◆ **WORK TO BE COMPLETED**
Pull out each line in the entries below that contains the word "returns", copying it unchanged.

◆ **EXCERPTED DATA**
● ● ● ●
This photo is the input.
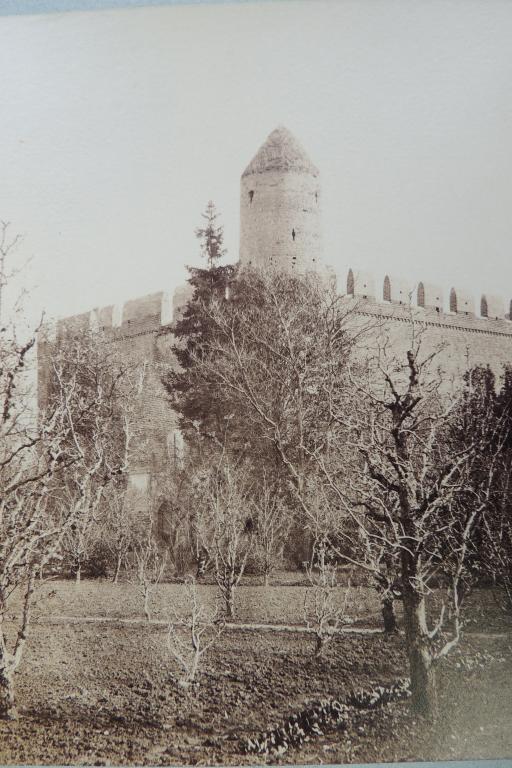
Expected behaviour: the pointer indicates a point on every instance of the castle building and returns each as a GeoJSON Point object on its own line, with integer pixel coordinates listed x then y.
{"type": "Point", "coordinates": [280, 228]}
● ● ● ●
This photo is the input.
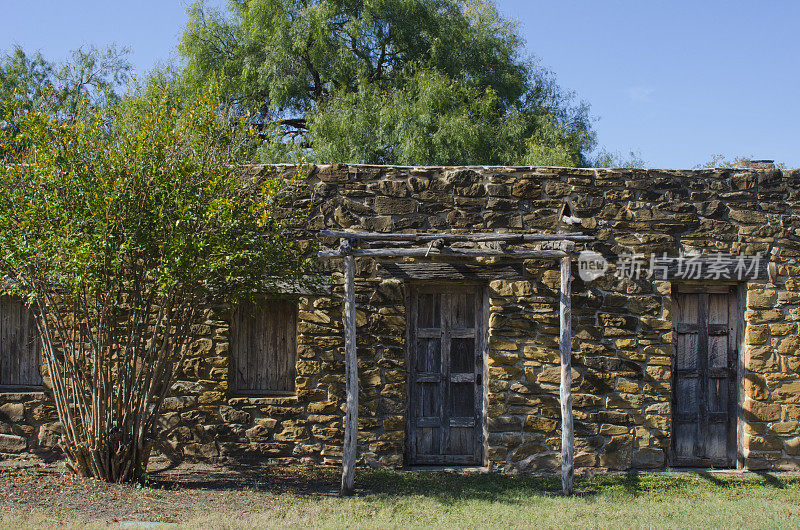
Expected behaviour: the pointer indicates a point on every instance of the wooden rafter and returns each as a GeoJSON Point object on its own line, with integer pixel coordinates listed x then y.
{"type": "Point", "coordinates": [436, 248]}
● ● ● ●
◆ **TASK ANSWER**
Expected behaviour: the pointer indicates a point on every instance of the castle building and returns each as a GeoJSON Point object on its own line, with integer pixel coordinates listed x then y.
Expected behaviour: the pointer indicates a point on every instance of the wooden rafter and returns each as a GeoJSON Point object on its own line, with integer pixel coordinates listed x then y.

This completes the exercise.